#### [DATASET CONTENT]
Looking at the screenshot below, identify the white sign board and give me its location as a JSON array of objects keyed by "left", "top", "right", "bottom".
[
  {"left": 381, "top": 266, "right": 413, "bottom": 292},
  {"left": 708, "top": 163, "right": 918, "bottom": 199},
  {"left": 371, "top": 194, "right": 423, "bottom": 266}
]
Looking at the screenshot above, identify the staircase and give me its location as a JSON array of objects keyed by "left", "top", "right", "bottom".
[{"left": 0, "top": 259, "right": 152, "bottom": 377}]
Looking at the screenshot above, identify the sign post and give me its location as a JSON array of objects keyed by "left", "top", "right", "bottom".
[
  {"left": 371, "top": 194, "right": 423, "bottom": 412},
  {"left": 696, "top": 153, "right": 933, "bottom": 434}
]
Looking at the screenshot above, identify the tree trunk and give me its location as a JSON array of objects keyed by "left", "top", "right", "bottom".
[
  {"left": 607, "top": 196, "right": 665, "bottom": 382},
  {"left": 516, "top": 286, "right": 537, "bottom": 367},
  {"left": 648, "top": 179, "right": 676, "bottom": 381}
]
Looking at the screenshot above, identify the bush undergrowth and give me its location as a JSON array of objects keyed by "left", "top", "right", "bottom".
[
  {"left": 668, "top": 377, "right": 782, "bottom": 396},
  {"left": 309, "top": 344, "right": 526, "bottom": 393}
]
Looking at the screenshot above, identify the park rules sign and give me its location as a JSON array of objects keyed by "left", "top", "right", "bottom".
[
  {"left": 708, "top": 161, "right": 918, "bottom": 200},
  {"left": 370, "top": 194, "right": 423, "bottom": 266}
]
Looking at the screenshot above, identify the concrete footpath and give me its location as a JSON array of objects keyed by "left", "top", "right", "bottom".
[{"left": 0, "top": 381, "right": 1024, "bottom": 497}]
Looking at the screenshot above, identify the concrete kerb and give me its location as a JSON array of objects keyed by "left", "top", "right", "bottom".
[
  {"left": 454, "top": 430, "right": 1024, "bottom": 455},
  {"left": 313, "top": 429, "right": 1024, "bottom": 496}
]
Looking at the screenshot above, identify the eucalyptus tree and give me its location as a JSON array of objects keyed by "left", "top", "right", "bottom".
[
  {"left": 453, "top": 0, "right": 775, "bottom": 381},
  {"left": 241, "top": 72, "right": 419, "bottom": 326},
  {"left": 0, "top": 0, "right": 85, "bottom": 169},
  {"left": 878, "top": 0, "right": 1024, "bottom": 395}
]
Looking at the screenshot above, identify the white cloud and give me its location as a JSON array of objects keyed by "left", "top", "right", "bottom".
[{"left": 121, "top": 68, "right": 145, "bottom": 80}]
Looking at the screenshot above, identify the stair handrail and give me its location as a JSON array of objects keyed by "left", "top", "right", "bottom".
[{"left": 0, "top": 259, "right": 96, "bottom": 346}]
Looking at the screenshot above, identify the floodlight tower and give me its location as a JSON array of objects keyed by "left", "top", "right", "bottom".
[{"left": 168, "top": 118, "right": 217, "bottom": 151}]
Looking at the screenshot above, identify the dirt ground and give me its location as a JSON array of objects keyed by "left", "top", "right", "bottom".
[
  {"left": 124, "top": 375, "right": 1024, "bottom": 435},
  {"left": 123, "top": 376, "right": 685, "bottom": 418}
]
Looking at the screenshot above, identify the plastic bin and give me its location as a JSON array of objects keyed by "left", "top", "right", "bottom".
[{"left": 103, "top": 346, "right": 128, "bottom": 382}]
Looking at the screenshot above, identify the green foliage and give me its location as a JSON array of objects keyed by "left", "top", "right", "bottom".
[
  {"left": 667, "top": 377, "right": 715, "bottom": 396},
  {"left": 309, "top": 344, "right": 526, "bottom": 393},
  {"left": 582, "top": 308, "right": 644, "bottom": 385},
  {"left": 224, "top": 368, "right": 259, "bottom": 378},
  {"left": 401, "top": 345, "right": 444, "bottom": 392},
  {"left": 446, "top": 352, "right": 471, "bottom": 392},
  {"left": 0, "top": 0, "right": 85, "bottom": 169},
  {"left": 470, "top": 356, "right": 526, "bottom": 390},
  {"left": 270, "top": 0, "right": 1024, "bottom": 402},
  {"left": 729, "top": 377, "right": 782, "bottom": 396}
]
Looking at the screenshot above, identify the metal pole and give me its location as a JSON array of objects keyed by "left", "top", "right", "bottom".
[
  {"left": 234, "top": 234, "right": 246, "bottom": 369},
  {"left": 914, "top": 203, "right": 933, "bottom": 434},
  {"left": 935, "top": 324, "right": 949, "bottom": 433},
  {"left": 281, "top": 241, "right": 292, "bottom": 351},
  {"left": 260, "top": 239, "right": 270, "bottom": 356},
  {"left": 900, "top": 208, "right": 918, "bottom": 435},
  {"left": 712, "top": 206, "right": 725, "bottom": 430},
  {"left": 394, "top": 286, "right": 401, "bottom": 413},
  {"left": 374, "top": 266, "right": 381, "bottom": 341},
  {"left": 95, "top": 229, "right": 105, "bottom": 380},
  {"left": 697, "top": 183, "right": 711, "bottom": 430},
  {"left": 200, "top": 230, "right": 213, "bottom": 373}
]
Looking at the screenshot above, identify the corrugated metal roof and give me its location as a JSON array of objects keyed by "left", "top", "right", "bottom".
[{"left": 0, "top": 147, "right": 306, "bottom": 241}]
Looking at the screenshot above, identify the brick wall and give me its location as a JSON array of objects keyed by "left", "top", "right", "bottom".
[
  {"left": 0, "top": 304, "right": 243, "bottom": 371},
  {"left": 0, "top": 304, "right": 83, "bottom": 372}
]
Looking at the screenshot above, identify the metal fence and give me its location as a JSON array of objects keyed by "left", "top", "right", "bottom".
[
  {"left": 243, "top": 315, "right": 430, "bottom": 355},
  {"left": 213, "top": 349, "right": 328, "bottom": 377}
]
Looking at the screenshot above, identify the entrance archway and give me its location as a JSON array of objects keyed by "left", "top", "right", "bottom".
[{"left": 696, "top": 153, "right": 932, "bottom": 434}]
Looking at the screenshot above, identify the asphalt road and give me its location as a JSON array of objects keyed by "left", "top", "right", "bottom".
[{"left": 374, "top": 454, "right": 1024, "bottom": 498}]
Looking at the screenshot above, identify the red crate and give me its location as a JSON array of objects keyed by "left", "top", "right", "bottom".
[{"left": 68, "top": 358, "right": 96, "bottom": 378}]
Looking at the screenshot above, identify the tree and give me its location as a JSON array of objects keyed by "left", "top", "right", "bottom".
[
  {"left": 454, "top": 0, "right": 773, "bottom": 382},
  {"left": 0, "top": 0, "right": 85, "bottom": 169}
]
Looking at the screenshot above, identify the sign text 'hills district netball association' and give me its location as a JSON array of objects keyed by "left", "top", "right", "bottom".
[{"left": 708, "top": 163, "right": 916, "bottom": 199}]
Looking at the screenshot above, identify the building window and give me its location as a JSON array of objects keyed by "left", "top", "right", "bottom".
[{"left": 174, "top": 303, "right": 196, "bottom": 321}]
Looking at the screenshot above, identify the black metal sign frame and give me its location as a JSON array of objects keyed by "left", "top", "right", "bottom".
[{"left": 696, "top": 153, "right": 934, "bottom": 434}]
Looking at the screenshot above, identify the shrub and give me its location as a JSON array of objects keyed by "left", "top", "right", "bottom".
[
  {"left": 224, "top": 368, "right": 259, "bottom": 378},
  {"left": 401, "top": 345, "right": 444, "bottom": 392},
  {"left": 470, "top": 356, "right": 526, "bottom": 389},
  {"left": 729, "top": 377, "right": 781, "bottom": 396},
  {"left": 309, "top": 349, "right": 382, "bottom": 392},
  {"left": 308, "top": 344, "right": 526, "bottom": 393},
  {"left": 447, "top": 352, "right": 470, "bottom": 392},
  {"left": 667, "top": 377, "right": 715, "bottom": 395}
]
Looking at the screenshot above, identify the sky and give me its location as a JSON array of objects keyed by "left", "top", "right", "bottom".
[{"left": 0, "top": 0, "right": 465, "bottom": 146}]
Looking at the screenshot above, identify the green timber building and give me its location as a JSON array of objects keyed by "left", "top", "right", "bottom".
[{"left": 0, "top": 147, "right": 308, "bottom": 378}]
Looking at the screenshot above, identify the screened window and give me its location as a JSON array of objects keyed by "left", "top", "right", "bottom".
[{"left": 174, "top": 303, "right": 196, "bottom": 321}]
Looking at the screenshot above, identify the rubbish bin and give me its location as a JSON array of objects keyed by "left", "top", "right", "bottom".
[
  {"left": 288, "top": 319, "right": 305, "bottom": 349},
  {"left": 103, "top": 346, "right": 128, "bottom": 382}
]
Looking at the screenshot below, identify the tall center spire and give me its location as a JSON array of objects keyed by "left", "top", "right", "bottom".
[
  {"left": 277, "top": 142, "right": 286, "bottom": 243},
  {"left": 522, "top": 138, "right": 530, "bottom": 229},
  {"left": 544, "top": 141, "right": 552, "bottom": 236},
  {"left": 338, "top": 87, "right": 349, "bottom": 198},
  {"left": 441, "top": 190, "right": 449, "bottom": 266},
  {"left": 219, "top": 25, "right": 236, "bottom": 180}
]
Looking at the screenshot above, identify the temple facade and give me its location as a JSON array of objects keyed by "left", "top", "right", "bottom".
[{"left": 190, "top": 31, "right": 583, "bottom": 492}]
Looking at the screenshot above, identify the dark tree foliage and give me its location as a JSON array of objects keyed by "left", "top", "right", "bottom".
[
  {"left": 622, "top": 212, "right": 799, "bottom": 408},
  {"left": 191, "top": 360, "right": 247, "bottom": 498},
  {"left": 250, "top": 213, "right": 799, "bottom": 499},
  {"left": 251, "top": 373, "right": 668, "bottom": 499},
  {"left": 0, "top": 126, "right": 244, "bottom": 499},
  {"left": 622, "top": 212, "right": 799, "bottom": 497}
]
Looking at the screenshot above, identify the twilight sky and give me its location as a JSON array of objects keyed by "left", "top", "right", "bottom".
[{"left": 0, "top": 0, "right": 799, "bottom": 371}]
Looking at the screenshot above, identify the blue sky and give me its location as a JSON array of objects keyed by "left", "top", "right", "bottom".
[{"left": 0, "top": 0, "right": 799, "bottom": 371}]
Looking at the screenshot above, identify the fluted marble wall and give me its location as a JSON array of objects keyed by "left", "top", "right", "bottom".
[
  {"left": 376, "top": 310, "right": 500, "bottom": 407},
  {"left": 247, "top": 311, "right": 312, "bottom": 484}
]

#### [GOAL OF THE EXERCISE]
Reproduce everything from the line containing "Looking at the screenshot above, identify the fluted" down to the end of the items above.

#### [RESULT BELOW]
Looking at the screenshot above, identify the fluted marble wall and give me its location as a JSON array of objects keyed by "left", "top", "right", "bottom".
[
  {"left": 376, "top": 310, "right": 500, "bottom": 407},
  {"left": 247, "top": 311, "right": 312, "bottom": 484}
]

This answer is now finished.